#### [THE TASK]
Please look for the string "license" below and report every line in which it occurs.

#### [ENTRIES SUPPLIED]

********

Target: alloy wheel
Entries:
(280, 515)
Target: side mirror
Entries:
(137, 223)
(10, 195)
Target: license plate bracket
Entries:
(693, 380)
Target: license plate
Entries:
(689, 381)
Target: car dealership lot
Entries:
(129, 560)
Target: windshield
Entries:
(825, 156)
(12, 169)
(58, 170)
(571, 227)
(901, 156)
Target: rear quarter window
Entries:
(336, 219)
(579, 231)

********

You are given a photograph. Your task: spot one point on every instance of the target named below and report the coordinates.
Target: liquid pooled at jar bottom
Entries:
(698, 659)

********

#### [WRITTEN ANSWER]
Target: license plate bracket
Target: license plate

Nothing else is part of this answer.